Restate the following entries exactly, including every line.
(Extracted material)
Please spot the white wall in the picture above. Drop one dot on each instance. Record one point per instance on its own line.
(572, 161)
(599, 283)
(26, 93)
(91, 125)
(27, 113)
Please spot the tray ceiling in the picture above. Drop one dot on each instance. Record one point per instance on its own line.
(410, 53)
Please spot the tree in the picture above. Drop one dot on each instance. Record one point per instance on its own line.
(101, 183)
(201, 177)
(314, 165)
(End Extracted material)
Solved exercise >>
Please spot the white wall in the picture above. Drop one dot on each instance. Record one point per instance on its own line.
(572, 161)
(599, 283)
(26, 93)
(91, 125)
(27, 113)
Please spot the tray ceiling in the picture above. Drop one dot on each instance. Record one point per instance on its own line.
(410, 53)
Please spot the tree in the picture above. Drop one dot on each instance. Record one point per instance on its own line.
(101, 183)
(201, 177)
(314, 165)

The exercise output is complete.